## [文本摘录]
理解nordic ncs设备驱动模型

一、 Zephyr Project介绍

Zephyr Project是Linux基金会推出的一个Apache2.0开源项目，版权非常友好，适合用于商业项目开发。包含RTOS、编译系统、各类第三方库。NCS中的例程基本都跑在Zephyr RTOS上，Zephyr不单单是一个用来做多线程的RTOS，它更大的价值在于其自带的各种开源的协议栈、框架、软件包、驱动代码等。如果不是为了使用这些现成的协议栈和软件包，只是单纯使用RTOS，就和其他RTOS没有区别了。

Zephyr采用Kconfig对这些软件包进行管理，可以方便地使能或剪裁。而为了使Zephyr自带的硬件驱动代码能够通用，Zephyr采用了DeviceTree来描述硬件。各个半导体厂商把自己的硬件描述成标准DeviceTree，并且按照Zephyr的接口提供驱动代码，然后一起提交给Zephyr。在方便地使用Zephyr中协议栈的同时，用户还能简单方便地使用到各个半导体厂家的硬件功能。

二、SPIM使用示例

1. prj.conf(系统剪裁)

#使能SPI驱动器
CONFIG_SPI=y
#如果使用SPI ASYNC
CONFIG_SPI_ASYNC=y   

#使能RTT控制台
CONFIG_CONSOLE=n
CONFIG_UART_CONSOLE=n
CONFIG_LOG=y
CONFIG_USE_SEGGER_RTT=y
CONFIG_LOG_BACKEND_RTT=y
CONFIG_LOG_BACKEND_UART=n

2.设备树配置

//pinctrl 是一个模拟节点，用于引脚分配
&pinctrl {
    spi_master_default: spi_master_default {
        group1 {
            psels = <NRF_PSEL(SPIM_SCK, 0, 4)>,
                    <NRF_PSEL(SPIM_MOSI, 0, 5)>,
                    <NRF_PSEL(SPIM_MISO, 0, 6)>;
        };
    };

    spi_master_sleep: spi_master_sleep {
        group1 {
            psels = <NRF_PSEL(SPIM_SCK, 0, 4)>,
                    <NRF_PSEL(SPIM_MOSI, 0, 5)>,
                    <NRF_PSEL(SPIM_MISO, 0, 6)>;
            low-power-enable;
        };
    };
};

//配置SPI1设备节点信息
my_spi_master: &spi1 {
    compatible = "nordic,nrf-spim";
    status = "okay";
    pinctrl-0 = <&spi_master_default>;
    pinctrl-1 = <&spi_master_sleep>;
    pinctrl-names = "default", "sleep";
    cs-gpios = <&gpio0 7 GPIO_ACTIVE_LOW>;
    reg_my_spi_master:  spi-dev-a@0 {
        reg = <0>;
    };
};

3.spim_driver.c编写

#include <zephyr/kernel.h>
#include <zephyr/device.h>
#include <zephyr/devicetree.h>
#include <zephyr/drivers/spi.h>
#include <zephyr/logging/log.h>

/* 1000 msec = 1 sec */
#define SLEEP_TIME_MS   200

//
#define MY_SPI_MASTER DT_NODELABEL(my_spi_master)

## [数据部分]
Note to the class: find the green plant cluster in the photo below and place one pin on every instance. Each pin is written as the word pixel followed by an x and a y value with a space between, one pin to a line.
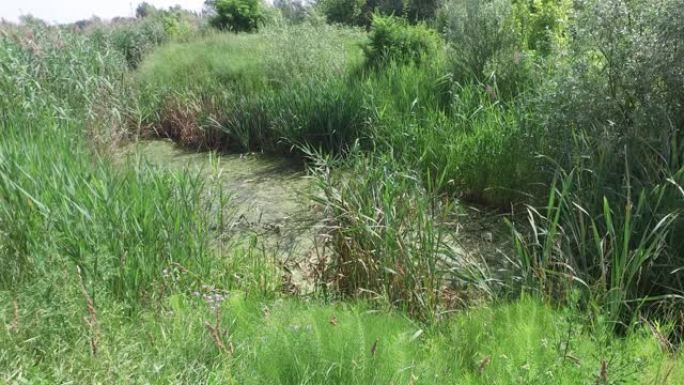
pixel 237 15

## [练习目标]
接着讲解nordic NCS设备驱动模型的这篇文章末尾续写下去。 这些数据来自其他来源。

## [本题答案]
#define MY_SPI_MASTER_CS_DT_SPEC SPI_CS_GPIOS_DT_SPEC_GET(DT_NODELABEL(reg_my_spi_master))

//定义一个device，并通过设备树获取设备节点
const struct device *spi_dev =  DEVICE_DT_GET(MY_SPI_MASTER);

//RTT logger info
#define LOG_MODULE_NAME spi_master
LOG_MODULE_REGISTER(LOG_MODULE_NAME);

/**
 * @brief 初始化SPI设备
 * 
 * 该函数用于初始化SPI主设备及其相关的片选GPIO引脚。
 * 主要包括获取设备句柄、检查设备是否就绪等操作。
 * 
 * @param 无
 * 
 * @return 无
 */
static void spi_master_init(void)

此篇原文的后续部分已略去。